## Set problem
Can you convert the items below, from the start through the line holding "x=228, y=33" inclusive, into a Markdown table with the columns Row and Line, giving each line a number and leaving out blank lines?

## Material provided

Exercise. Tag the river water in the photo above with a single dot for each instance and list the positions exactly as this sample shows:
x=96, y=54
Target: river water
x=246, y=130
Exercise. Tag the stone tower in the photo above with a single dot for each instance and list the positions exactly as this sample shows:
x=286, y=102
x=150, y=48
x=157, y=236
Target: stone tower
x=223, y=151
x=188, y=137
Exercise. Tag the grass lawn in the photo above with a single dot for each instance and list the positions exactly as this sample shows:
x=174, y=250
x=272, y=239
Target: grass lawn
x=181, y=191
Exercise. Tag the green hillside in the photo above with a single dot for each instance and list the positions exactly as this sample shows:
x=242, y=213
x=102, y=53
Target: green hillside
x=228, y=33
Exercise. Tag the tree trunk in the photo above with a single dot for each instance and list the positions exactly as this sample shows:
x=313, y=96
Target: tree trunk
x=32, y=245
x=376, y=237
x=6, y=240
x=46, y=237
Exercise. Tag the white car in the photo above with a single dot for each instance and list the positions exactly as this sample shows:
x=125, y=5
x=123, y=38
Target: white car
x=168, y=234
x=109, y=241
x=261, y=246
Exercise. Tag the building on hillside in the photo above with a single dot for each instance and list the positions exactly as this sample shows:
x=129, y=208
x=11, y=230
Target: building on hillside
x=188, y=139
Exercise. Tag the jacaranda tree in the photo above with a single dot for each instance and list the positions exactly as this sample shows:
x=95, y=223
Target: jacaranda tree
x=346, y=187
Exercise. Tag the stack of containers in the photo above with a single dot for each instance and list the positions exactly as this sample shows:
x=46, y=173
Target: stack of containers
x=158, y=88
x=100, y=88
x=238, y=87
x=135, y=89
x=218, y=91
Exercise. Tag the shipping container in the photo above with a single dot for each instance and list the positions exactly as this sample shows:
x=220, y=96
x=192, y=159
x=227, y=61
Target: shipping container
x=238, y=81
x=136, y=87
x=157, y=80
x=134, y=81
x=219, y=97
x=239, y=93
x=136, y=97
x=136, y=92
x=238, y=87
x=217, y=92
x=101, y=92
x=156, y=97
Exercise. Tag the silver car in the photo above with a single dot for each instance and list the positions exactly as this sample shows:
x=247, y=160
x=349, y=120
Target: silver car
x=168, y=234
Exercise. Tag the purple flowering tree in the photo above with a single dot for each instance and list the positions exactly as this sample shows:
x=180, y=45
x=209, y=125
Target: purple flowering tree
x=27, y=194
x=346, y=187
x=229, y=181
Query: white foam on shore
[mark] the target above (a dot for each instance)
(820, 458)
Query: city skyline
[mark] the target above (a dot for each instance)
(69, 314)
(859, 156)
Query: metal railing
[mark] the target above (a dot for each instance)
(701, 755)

## Exercise answer
| Row | Line |
|---|---|
| 1 | Exercise. Tag the river water in the photo above with a single dot for each instance and list the positions exactly as this sample shows: |
| 2 | x=96, y=54 |
| 3 | Target: river water |
| 4 | x=246, y=130 |
| 5 | Exercise. Tag the stone tower in the photo above with a single dot for each instance and list the positions exactly as this sample shows: |
| 6 | x=286, y=102 |
| 7 | x=150, y=48 |
| 8 | x=157, y=236 |
| 9 | Target: stone tower |
| 10 | x=223, y=151 |
| 11 | x=188, y=137 |
| 12 | Exercise. Tag the grass lawn in the photo above with a single dot for each instance and list the positions exactly as this sample shows: |
| 13 | x=174, y=250 |
| 14 | x=272, y=239 |
| 15 | Target: grass lawn |
| 16 | x=181, y=191 |
| 17 | Exercise. Tag the green hillside in the photo above with a single dot for each instance and list the positions exactly as this sample shows: |
| 18 | x=242, y=213 |
| 19 | x=102, y=53 |
| 20 | Target: green hillside |
| 21 | x=228, y=33 |